* Exercise requirements:
(A) Answer these questions using the February 1939 chronology:
(i) In which city did the Soviet Union close its embassy?
(ii) How many crew members of Japanese submarine I-63 perished?
(iii) Which institution opened the exhibition "Contemporary Negro Art"?
(B) Write the next entries of the February 1939 chronology, picking up right after its final line.

+++ Passage

= February 1939 =

Month of 1939

The following events occurred in February 1939:

==February 1, 1939 (Wednesday)==
- The Nationalists pushed into the province of Girona while taking the Catalan cities of Tordera and Vic.
- The Soviet Union closed its embassy in Budapest due to Hungary's agreement to join the Anti-Comintern Pact.
- Born: Paul Gillmor, politician, in Tiffin, Ohio (d. 2007); Ekaterina Maximova, ballerina, in Moscow, USSR (d. 2009); Joe Sample, jazz pianist, in Houston, Texas (d. 2014)

==February 2, 1939 (Thursday)==
- The Republicans formally asked Britain and France to help negotiate a ceasefire.
- Generalissimo Francisco Franco's foreign minister Francisco Gómez-Jordana Sousa promised that they would pardon Republican soldiers who surrendered.
- Japanese submarine I-63 sank in Bungo Channel after a collision with another submarine during maneuvers. Six of the crew were standing on the bridge at the time of the collision and were able to swim to safety; the other 81 perished.
- Died: Amanda McKittrick Ros, 78, Irish writer

==February 3, 1939 (Friday)==
- The Nationalists reached Tossa de Mar.
- The musical film Honolulu starring Eleanor Powell and Robert Young was released.
- The Baltimore Museum of Art opened, "Contemporary Negro Art," one of the first major museum exhibitions in the United States to feature Black artists.

++++++
+++ Recorded data

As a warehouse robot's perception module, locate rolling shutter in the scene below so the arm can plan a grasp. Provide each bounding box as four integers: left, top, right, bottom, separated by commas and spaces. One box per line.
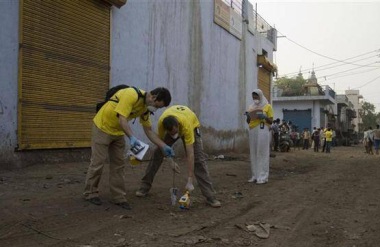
257, 67, 271, 102
18, 0, 110, 150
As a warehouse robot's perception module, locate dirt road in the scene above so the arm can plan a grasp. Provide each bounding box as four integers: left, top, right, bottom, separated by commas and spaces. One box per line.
0, 146, 380, 247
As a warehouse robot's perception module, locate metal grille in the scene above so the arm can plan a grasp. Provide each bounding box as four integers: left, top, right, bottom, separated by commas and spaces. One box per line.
222, 0, 243, 15
257, 67, 271, 102
18, 0, 110, 150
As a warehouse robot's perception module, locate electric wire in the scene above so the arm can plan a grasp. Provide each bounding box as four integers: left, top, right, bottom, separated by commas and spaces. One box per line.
317, 68, 380, 81
285, 32, 378, 67
282, 49, 380, 76
353, 75, 380, 89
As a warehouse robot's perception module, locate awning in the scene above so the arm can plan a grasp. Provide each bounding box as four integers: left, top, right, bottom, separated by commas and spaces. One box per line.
104, 0, 128, 9
257, 55, 277, 73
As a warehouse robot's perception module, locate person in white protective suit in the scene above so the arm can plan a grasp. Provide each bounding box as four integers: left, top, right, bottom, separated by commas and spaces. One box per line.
246, 89, 273, 184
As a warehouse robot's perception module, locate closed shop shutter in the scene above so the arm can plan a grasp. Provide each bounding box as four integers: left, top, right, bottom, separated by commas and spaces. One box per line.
258, 67, 271, 102
283, 109, 311, 132
18, 0, 110, 150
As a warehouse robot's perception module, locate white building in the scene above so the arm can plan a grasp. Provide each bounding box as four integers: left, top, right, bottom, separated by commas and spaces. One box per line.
273, 71, 337, 131
345, 90, 363, 132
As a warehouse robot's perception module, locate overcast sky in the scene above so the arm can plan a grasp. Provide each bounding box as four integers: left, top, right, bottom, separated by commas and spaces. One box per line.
250, 0, 380, 112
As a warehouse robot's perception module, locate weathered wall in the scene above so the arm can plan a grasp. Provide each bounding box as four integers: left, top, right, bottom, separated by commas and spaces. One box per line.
111, 0, 273, 151
0, 0, 19, 167
0, 0, 273, 169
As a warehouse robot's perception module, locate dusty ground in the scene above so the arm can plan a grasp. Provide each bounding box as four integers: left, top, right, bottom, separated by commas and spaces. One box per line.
0, 146, 380, 247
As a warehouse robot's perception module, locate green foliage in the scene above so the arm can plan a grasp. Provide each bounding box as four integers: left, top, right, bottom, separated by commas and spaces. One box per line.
275, 76, 307, 96
359, 102, 380, 130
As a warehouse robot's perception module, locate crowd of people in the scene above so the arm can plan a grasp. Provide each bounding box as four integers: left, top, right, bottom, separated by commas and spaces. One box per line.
83, 84, 380, 210
363, 125, 380, 155
271, 118, 336, 153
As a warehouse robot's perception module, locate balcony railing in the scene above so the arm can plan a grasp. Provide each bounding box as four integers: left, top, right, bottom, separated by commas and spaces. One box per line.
272, 85, 336, 104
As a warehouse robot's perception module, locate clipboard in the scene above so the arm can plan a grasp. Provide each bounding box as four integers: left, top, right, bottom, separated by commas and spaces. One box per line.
128, 141, 149, 160
247, 109, 264, 120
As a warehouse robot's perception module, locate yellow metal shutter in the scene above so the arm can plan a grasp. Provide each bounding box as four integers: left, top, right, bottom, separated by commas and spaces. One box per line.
258, 67, 271, 102
18, 0, 110, 150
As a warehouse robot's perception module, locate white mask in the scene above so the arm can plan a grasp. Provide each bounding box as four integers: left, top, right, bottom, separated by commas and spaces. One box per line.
170, 132, 179, 140
147, 105, 157, 112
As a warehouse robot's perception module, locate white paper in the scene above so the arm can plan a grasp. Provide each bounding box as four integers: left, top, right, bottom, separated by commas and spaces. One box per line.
128, 141, 149, 160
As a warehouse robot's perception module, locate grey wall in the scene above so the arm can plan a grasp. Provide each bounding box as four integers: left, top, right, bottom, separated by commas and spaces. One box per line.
0, 0, 19, 163
0, 0, 273, 169
111, 0, 273, 151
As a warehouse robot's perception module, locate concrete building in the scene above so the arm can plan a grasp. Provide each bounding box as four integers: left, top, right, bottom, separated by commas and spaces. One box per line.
273, 71, 337, 131
345, 90, 363, 133
0, 0, 277, 169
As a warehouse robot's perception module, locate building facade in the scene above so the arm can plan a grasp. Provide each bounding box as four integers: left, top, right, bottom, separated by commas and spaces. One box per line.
0, 0, 276, 168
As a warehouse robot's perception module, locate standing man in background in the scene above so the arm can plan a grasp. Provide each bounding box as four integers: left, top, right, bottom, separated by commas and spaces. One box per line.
372, 125, 380, 155
246, 89, 273, 184
271, 118, 281, 152
83, 87, 174, 209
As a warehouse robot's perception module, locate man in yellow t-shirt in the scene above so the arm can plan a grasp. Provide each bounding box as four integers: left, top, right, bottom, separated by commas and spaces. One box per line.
136, 105, 221, 208
325, 128, 333, 153
83, 87, 174, 209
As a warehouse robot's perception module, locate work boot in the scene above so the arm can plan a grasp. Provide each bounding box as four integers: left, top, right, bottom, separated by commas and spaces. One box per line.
206, 198, 222, 208
136, 189, 148, 197
115, 202, 132, 210
85, 197, 102, 206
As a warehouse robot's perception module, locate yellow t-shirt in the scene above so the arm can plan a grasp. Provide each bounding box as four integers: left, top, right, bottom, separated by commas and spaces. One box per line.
249, 104, 273, 129
325, 130, 332, 142
94, 88, 152, 136
157, 105, 201, 145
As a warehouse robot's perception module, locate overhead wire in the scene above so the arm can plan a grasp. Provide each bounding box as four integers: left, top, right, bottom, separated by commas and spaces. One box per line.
353, 76, 380, 89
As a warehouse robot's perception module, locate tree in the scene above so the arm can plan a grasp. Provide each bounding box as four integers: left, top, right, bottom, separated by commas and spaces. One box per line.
275, 74, 307, 96
359, 102, 380, 130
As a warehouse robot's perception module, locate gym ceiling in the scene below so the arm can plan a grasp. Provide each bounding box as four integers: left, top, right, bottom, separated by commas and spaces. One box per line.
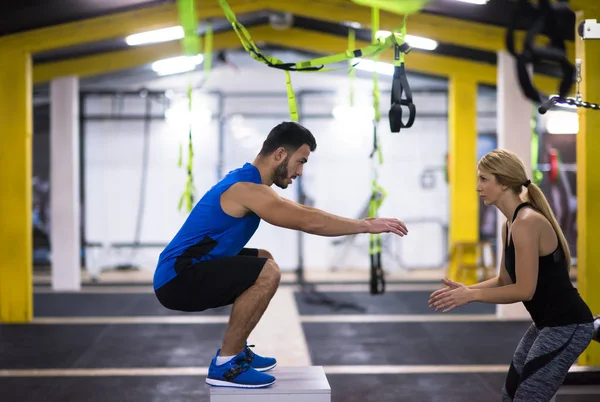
0, 0, 574, 90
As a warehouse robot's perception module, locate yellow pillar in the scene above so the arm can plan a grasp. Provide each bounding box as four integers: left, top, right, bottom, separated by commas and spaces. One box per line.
448, 74, 479, 285
0, 48, 33, 323
573, 2, 600, 366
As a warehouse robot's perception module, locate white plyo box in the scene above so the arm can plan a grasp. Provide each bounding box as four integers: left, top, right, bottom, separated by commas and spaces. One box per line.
207, 366, 331, 402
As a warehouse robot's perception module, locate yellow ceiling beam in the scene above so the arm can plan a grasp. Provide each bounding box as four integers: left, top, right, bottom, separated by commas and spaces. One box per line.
268, 0, 575, 61
33, 32, 241, 84
33, 26, 558, 93
0, 0, 575, 65
0, 0, 263, 53
264, 27, 558, 93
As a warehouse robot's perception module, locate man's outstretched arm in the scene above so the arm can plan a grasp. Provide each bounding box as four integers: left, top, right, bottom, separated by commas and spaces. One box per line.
236, 183, 408, 236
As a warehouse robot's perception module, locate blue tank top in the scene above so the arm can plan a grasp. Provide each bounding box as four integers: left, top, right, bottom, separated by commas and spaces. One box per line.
153, 163, 262, 290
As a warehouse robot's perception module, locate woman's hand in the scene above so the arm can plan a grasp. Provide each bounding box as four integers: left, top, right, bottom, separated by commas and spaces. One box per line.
429, 279, 473, 313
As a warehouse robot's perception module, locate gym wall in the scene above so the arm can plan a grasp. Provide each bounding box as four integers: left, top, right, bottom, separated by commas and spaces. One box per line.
31, 64, 496, 271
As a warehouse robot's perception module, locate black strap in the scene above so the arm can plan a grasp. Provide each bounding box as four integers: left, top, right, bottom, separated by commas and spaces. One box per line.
506, 0, 575, 103
389, 64, 416, 133
370, 236, 385, 295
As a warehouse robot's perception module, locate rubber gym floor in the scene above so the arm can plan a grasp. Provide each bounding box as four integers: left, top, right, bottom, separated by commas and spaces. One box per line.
0, 270, 592, 402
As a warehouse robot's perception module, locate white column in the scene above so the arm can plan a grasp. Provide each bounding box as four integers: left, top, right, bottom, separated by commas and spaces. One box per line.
496, 51, 533, 319
50, 76, 81, 290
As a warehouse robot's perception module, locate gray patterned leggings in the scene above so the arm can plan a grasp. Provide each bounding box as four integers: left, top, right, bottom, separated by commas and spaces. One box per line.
502, 323, 594, 402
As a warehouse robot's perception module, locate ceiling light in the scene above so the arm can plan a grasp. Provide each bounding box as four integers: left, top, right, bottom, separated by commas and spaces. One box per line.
456, 0, 490, 6
375, 31, 438, 50
542, 110, 579, 134
125, 26, 184, 46
152, 54, 204, 75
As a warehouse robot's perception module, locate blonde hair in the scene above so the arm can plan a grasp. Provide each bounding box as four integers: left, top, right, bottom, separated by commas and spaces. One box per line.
477, 149, 571, 271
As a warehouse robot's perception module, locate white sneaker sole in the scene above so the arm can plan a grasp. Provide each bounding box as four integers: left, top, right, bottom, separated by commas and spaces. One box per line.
253, 363, 277, 371
206, 378, 275, 388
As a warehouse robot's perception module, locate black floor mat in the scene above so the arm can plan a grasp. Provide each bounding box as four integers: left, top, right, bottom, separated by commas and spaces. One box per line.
295, 291, 496, 315
0, 373, 598, 402
303, 322, 530, 366
33, 293, 231, 317
0, 324, 226, 369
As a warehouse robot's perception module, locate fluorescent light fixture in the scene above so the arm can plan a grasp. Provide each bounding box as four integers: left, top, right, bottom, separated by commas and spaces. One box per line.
548, 94, 577, 110
375, 31, 438, 50
125, 26, 184, 46
152, 54, 204, 75
543, 110, 579, 134
332, 105, 375, 122
352, 59, 394, 75
456, 0, 490, 6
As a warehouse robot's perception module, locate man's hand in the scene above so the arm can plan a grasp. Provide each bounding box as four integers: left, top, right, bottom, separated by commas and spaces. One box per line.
365, 218, 408, 237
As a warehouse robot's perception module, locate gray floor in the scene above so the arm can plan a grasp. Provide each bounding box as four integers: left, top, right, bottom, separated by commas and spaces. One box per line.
0, 285, 593, 402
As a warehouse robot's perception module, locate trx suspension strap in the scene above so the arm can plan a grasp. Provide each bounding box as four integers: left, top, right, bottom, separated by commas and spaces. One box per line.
177, 0, 213, 212
506, 0, 575, 103
389, 17, 416, 133
531, 111, 544, 186
538, 59, 600, 114
177, 0, 202, 212
352, 0, 431, 15
217, 0, 404, 120
369, 8, 386, 294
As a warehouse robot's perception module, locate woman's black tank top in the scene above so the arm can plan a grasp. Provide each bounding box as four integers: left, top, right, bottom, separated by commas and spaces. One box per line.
504, 202, 594, 328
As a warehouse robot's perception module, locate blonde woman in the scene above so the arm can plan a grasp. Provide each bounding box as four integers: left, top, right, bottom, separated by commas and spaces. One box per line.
429, 149, 594, 402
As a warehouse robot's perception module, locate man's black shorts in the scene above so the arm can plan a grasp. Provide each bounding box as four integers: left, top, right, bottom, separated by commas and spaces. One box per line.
156, 248, 267, 312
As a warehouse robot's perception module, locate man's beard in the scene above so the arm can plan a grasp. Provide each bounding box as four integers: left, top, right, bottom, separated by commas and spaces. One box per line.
273, 156, 290, 189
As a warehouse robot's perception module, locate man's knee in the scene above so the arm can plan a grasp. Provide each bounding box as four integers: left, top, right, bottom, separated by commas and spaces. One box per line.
258, 259, 281, 288
258, 248, 274, 260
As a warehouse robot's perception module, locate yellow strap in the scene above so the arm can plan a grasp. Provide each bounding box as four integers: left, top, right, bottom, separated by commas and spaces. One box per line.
348, 28, 356, 107
204, 23, 213, 79
352, 0, 431, 15
217, 0, 404, 120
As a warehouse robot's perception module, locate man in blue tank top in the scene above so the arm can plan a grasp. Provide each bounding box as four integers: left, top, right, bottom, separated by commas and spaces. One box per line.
154, 122, 407, 388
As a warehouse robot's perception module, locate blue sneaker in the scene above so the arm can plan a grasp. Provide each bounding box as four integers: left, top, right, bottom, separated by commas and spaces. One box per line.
244, 343, 277, 371
206, 351, 275, 388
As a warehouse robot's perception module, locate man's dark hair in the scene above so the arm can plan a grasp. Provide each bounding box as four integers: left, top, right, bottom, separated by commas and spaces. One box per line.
259, 121, 317, 156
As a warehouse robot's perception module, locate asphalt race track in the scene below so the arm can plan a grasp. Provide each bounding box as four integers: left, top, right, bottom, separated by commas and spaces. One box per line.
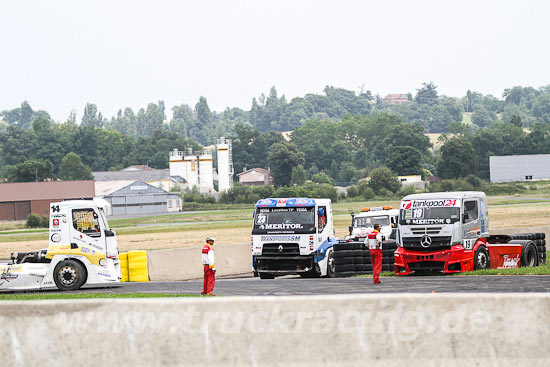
70, 275, 550, 296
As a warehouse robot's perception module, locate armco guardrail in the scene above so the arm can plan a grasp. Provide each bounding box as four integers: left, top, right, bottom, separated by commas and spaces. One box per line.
0, 294, 550, 367
147, 244, 252, 281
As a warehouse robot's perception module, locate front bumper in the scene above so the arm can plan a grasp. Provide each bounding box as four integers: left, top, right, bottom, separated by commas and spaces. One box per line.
394, 245, 474, 275
253, 254, 315, 275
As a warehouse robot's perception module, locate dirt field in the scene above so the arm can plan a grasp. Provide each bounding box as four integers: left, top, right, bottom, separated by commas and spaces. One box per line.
0, 204, 550, 259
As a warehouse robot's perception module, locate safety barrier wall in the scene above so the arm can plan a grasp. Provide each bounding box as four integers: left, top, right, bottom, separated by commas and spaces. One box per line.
147, 244, 252, 281
0, 294, 550, 367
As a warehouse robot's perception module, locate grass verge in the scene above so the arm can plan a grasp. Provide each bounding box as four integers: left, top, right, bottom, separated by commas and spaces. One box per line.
0, 293, 200, 301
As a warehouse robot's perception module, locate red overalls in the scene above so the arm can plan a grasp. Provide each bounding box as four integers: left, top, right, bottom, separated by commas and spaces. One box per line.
368, 229, 382, 284
201, 243, 216, 296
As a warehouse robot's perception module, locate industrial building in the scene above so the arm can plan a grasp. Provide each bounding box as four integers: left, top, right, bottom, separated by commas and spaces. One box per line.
237, 168, 273, 186
0, 181, 95, 220
489, 154, 550, 182
169, 138, 234, 194
103, 181, 183, 215
92, 166, 188, 197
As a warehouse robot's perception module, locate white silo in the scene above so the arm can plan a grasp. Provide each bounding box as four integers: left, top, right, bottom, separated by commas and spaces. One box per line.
199, 149, 214, 194
168, 149, 187, 180
183, 149, 199, 189
216, 137, 233, 193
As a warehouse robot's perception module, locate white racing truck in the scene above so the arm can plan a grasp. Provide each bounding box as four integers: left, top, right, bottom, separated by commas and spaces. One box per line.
346, 206, 399, 241
252, 198, 338, 279
0, 199, 121, 291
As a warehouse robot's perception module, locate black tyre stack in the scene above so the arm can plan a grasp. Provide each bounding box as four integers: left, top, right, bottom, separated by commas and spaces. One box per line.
334, 240, 397, 278
334, 242, 355, 278
512, 233, 547, 265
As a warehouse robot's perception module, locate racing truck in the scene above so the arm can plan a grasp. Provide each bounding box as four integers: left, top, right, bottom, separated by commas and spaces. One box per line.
346, 206, 399, 241
252, 198, 338, 279
394, 191, 544, 275
0, 198, 121, 291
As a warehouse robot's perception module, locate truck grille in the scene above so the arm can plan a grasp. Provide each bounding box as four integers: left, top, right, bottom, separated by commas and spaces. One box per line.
411, 227, 442, 236
403, 235, 451, 251
262, 243, 300, 256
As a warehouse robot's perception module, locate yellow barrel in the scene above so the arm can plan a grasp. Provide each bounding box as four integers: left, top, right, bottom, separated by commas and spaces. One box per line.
128, 251, 149, 282
118, 252, 128, 282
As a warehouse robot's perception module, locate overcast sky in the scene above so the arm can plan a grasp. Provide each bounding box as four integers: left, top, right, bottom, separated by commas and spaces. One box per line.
0, 0, 550, 121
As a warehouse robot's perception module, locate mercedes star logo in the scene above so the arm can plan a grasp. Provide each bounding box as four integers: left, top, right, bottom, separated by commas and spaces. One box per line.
420, 234, 432, 248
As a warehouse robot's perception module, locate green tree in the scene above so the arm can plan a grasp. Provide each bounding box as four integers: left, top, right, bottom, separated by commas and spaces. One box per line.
437, 136, 479, 178
290, 164, 306, 186
268, 142, 305, 187
311, 172, 333, 185
59, 152, 94, 181
472, 106, 497, 127
369, 167, 401, 195
387, 146, 422, 176
8, 159, 54, 182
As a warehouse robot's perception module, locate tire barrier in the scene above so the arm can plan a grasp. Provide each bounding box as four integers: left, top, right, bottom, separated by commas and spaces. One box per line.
334, 240, 397, 278
510, 232, 547, 266
128, 251, 149, 282
118, 252, 130, 282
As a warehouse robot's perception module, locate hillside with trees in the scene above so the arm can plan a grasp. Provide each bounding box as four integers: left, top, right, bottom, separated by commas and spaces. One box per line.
0, 83, 550, 190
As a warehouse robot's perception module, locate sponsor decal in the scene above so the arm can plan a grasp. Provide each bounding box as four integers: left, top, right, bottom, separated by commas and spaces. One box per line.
412, 218, 445, 224
498, 254, 520, 269
50, 233, 61, 243
401, 199, 460, 210
260, 223, 304, 229
260, 236, 300, 242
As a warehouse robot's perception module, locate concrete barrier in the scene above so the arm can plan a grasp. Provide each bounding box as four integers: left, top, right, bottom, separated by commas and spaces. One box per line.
147, 244, 252, 281
0, 294, 550, 367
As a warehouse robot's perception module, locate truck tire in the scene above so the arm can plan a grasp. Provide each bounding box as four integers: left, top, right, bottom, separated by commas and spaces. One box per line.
336, 264, 355, 273
327, 251, 336, 278
474, 246, 491, 270
53, 259, 88, 291
334, 256, 354, 267
521, 241, 539, 267
334, 250, 353, 259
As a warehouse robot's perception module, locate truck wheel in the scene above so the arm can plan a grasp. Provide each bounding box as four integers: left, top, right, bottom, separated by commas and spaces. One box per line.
474, 246, 491, 270
53, 260, 88, 291
327, 251, 336, 278
521, 242, 538, 267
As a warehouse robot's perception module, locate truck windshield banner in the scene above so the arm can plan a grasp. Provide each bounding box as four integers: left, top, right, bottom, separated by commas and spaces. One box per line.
401, 199, 460, 210
253, 207, 315, 234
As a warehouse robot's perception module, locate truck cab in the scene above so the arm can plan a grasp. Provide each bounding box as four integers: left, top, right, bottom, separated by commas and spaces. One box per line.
252, 198, 337, 279
346, 206, 399, 241
0, 199, 121, 290
395, 191, 506, 274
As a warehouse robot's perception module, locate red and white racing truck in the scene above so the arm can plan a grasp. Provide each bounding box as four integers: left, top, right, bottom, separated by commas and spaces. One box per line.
394, 191, 546, 275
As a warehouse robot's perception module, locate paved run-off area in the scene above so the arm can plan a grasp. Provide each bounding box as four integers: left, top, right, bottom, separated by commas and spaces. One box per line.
5, 275, 550, 296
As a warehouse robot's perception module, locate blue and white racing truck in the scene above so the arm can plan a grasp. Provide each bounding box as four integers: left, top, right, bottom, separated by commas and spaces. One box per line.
252, 198, 338, 279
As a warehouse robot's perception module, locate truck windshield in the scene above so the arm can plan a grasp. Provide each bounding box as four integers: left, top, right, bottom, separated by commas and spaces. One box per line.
252, 207, 315, 234
399, 207, 460, 224
354, 215, 390, 227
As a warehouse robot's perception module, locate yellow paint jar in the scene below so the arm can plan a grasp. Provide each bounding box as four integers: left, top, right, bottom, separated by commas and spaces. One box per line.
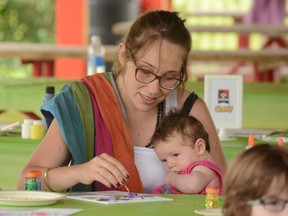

++++++

* Answer set:
(A)
(i) Budapest
(ii) 81
(iii) The Baltimore Museum of Art

(B)
- The Collins Block fire in Syracuse, New York, killed eight firefighters, the greatest loss of life in the Syracuse Fire Department's history. The eight firemen fell into the cellar of the building and were trapped under rubble. Fellow firefighters worked for six hours to rescue them until a further collapse eliminated all possibility of their survival.

==February 4, 1939 (Saturday)==
- The Battle of Valsequillo ended in Republican failure.
- Spanish President Manuel Azaña crossed the border to France and went into exile.
- Irish Republican Army bombs exploded at two London Underground stations, Tottenham Court Road and Leicester Square, injuring seven, two seriously.
- Died: Henri Deterding, 72, Dutch oil tycoon

==February 5, 1939 (Sunday)==
- During the Catalonia Offensive, the Spanish Nationalists (Francoists) took Girona.
- Four fires broke out in Coventry, believed to have been started by the Irish Republican Army.
- A German expedition to the Antarctic completed its work. The Germans gave the explored area of approximately 600,000 km the name of New Swabia.

==February 6, 1939 (Monday)==
- Neville Chamberlain was heartily applauded in the House of Commons when he said that any threat to France "must evoke the immediate co-operation of this country."
- Arabs in Jerusalem called for a three-day strike coinciding with a conference in London between Arabs, Jews and British authorities on the Holy Land.
- Syracuse, New York, Fire Department First Assistant Chief Charles A. Boynton died of a heart attack. Boynton had been present at the Collins Block fire on February 3 and had worked for hours attempting to rescue the trapped firefighters and then to recover their bodies.
- Born: Mike Farrell, actor, in Saint Paul, Minnesota

==February 7, 1939 (Tuesday)==
- The Battle of Minorca began.
- Spanish Prime Minister Juan Negrín and General Vicente Rojo Lluch crossed the border into France.
- The London Conference on Palestine opened.

==February 8, 1939 (Wednesday)==
- The Nationalists captured Figueres.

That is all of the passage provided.